Задание
Оформите все записи ниже как CSV из двух столбцов, «вход» и «выход». Каждой записи отведите одну строку: её текст и её ответ поместите каждый в одно поле в кавычках, переносы строк замените пробелами, а изображения в ответ не включайте.

■ ■ ■ ■

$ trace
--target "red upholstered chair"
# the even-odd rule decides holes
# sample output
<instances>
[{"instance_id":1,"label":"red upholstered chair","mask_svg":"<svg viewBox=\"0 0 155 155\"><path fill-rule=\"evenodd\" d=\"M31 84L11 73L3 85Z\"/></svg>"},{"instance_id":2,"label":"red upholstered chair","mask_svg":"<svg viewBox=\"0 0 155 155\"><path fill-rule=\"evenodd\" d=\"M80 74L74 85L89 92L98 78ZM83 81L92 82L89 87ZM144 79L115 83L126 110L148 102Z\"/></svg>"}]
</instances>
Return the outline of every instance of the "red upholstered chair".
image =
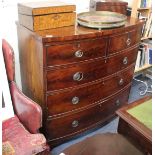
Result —
<instances>
[{"instance_id":1,"label":"red upholstered chair","mask_svg":"<svg viewBox=\"0 0 155 155\"><path fill-rule=\"evenodd\" d=\"M47 155L46 139L38 133L42 125L42 110L14 82L14 52L5 40L2 40L2 51L15 112L14 117L2 122L3 155Z\"/></svg>"}]
</instances>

■ ■ ■ ■

Ответ к упражнению
вход,выход
"$ trace --target ""red upholstered chair"" # the even-odd rule decides holes # sample output <instances> [{""instance_id"":1,""label"":""red upholstered chair"",""mask_svg"":""<svg viewBox=\""0 0 155 155\""><path fill-rule=\""evenodd\"" d=\""M31 84L11 73L3 85Z\""/></svg>""},{""instance_id"":2,""label"":""red upholstered chair"",""mask_svg"":""<svg viewBox=\""0 0 155 155\""><path fill-rule=\""evenodd\"" d=\""M80 74L74 85L89 92L98 78ZM83 81L92 82L89 87ZM144 79L115 83L126 110L148 102Z\""/></svg>""}] </instances> Return the outline of every instance of the ""red upholstered chair"". image = Result —","<instances> [{""instance_id"":1,""label"":""red upholstered chair"",""mask_svg"":""<svg viewBox=\""0 0 155 155\""><path fill-rule=\""evenodd\"" d=\""M47 155L46 139L38 133L42 125L42 110L14 82L14 52L5 40L2 40L2 51L15 112L14 117L2 122L3 155Z\""/></svg>""}] </instances>"